* [Records shown]:
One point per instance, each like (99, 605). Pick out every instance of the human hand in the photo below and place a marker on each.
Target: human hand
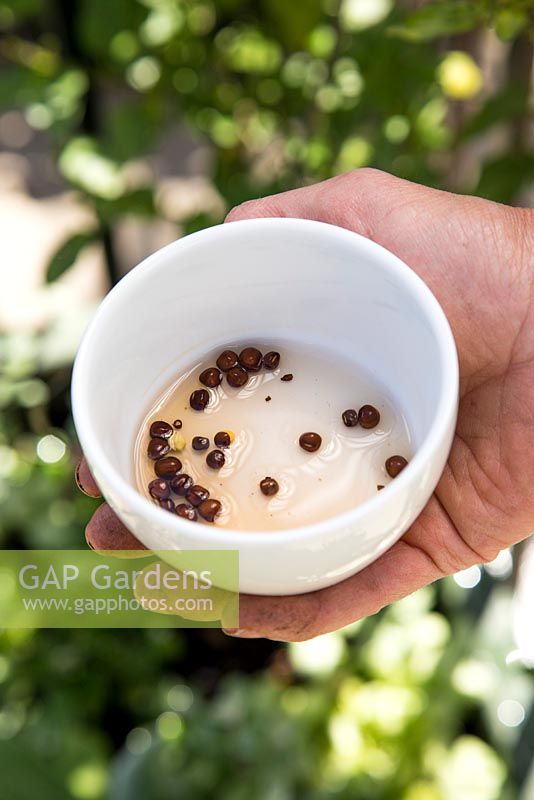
(478, 259)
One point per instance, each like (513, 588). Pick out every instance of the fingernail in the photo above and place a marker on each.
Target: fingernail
(241, 633)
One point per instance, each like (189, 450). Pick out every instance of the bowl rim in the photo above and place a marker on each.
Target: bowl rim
(229, 538)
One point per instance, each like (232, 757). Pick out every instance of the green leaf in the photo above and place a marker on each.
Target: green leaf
(439, 19)
(67, 254)
(504, 177)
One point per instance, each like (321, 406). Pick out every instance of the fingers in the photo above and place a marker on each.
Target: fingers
(106, 532)
(172, 594)
(85, 480)
(411, 563)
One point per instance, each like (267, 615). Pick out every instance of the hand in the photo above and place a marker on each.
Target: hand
(478, 259)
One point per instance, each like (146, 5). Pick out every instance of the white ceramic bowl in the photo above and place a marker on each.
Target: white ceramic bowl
(287, 279)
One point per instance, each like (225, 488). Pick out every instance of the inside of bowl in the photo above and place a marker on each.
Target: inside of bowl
(268, 279)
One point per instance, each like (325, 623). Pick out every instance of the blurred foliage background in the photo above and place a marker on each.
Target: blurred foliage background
(124, 124)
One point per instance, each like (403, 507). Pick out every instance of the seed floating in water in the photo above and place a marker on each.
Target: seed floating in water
(215, 459)
(250, 359)
(199, 399)
(161, 430)
(166, 503)
(222, 439)
(350, 417)
(210, 377)
(187, 512)
(227, 360)
(167, 467)
(181, 484)
(310, 441)
(209, 509)
(271, 360)
(200, 442)
(368, 416)
(394, 465)
(157, 448)
(236, 377)
(158, 489)
(269, 486)
(196, 495)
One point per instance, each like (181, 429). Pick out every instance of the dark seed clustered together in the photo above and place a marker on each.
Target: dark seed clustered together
(237, 368)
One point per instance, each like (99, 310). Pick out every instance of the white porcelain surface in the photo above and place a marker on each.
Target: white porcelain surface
(290, 279)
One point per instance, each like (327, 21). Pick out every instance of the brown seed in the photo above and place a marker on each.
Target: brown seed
(227, 360)
(236, 377)
(167, 467)
(181, 484)
(187, 512)
(196, 495)
(161, 430)
(350, 417)
(271, 359)
(167, 504)
(158, 489)
(269, 486)
(200, 442)
(215, 459)
(310, 441)
(250, 358)
(157, 448)
(394, 465)
(199, 399)
(209, 509)
(210, 377)
(368, 416)
(222, 439)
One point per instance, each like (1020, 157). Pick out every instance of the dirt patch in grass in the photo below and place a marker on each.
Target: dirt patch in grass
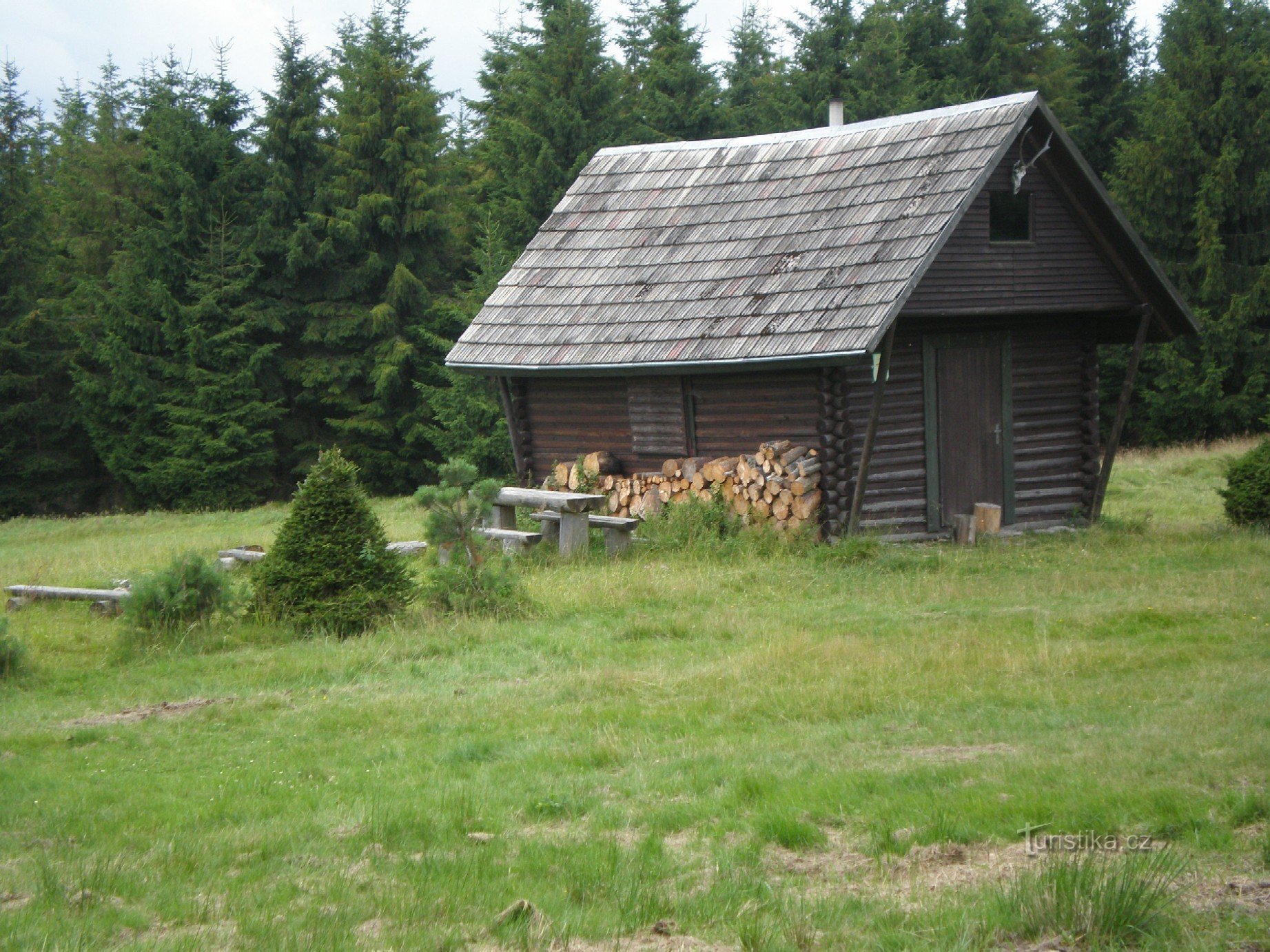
(10, 902)
(646, 941)
(959, 752)
(131, 715)
(840, 867)
(370, 931)
(1244, 893)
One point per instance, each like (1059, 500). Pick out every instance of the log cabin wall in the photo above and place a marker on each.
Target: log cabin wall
(1059, 269)
(1056, 422)
(1054, 411)
(723, 415)
(735, 413)
(896, 495)
(574, 415)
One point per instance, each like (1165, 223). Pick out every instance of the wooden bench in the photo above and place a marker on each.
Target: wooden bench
(617, 531)
(569, 508)
(513, 540)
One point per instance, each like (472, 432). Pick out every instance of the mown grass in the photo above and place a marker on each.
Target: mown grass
(774, 747)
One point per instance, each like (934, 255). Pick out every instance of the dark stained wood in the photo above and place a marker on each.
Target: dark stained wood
(970, 432)
(735, 413)
(1061, 269)
(1120, 413)
(894, 499)
(655, 409)
(857, 498)
(730, 414)
(574, 415)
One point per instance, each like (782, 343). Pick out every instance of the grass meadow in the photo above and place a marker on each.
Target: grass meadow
(694, 747)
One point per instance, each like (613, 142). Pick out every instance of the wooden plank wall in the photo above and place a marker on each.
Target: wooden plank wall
(1056, 409)
(1061, 269)
(896, 497)
(736, 413)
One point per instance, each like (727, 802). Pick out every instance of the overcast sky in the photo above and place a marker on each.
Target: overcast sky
(64, 40)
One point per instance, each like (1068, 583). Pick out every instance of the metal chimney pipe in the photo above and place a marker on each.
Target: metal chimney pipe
(834, 112)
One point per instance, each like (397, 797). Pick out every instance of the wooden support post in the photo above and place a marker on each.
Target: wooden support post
(504, 395)
(1120, 413)
(573, 532)
(857, 499)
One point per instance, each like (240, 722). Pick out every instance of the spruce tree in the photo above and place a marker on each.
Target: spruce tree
(932, 37)
(292, 140)
(380, 240)
(1009, 50)
(549, 105)
(172, 343)
(42, 455)
(329, 570)
(467, 411)
(1194, 182)
(1105, 54)
(884, 81)
(823, 41)
(672, 94)
(757, 98)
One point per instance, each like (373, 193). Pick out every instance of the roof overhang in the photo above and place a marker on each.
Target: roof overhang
(666, 367)
(1118, 240)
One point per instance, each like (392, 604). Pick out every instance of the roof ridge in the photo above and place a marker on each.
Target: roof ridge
(826, 131)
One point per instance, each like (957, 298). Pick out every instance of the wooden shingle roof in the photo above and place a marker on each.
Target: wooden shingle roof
(768, 249)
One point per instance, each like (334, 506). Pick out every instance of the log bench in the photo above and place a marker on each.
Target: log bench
(569, 508)
(105, 601)
(617, 530)
(513, 540)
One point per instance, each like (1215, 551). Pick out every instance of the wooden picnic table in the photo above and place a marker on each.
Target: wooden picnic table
(572, 507)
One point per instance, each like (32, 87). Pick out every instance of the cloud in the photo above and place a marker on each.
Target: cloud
(68, 40)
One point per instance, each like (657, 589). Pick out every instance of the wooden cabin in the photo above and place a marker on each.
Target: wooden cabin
(922, 298)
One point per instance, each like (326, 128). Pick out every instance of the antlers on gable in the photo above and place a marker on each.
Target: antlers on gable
(1021, 167)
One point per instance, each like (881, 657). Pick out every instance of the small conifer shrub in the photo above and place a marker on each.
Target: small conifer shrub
(1247, 488)
(470, 575)
(329, 569)
(177, 597)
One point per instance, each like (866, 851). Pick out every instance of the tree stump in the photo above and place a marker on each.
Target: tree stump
(963, 530)
(987, 518)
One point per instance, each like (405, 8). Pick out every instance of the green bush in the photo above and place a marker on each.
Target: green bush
(1247, 488)
(469, 574)
(13, 653)
(491, 587)
(187, 592)
(329, 569)
(695, 524)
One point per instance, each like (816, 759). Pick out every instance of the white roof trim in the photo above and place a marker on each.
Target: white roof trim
(823, 131)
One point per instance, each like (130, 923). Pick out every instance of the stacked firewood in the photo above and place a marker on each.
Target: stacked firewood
(779, 484)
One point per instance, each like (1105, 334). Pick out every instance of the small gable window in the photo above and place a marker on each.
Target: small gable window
(1009, 218)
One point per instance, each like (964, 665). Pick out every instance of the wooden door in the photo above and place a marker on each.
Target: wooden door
(970, 428)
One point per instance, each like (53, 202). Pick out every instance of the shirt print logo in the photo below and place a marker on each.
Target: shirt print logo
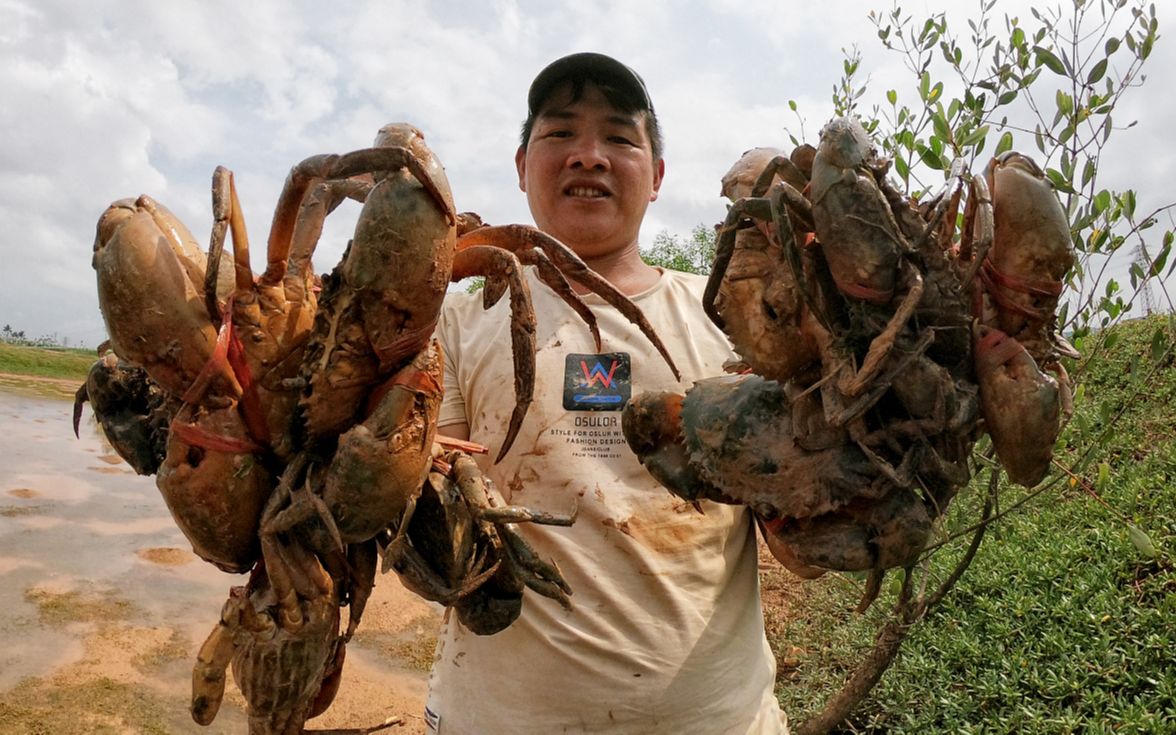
(596, 382)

* [Work to be completed]: Reproduce everything from the line containing "One point per instance, each like (816, 759)." down to the final line above, requests included, multiplying each marker coordinate in the answers by 1.7 and rounding to whole numbers, with halves rounded up. Leave the pictures out.

* [Worked solution]:
One point per instance, each like (816, 759). Pick out every instance of the white roof trim in the photo above and place a marker on each.
Target: white roof trim
(1399, 223)
One point per instance, each like (130, 923). Pick out every instance of the stacked firewood in the photo above and place a marker on each.
Target: stacked firewood
(1324, 823)
One point per instance, each like (1105, 334). Pick out every instance of the small gable window in the photo above and place a marker on each.
Target: small gable window
(1715, 371)
One point per instance, each like (964, 665). Pick out every instance of the wooden door in the photo above and place a marker on each.
Target: wooden door
(1649, 728)
One point per instance, each like (53, 202). Pick out every instance of the shirt print logo in the photo below and place a marker on each.
Target: shirt print logo
(1013, 649)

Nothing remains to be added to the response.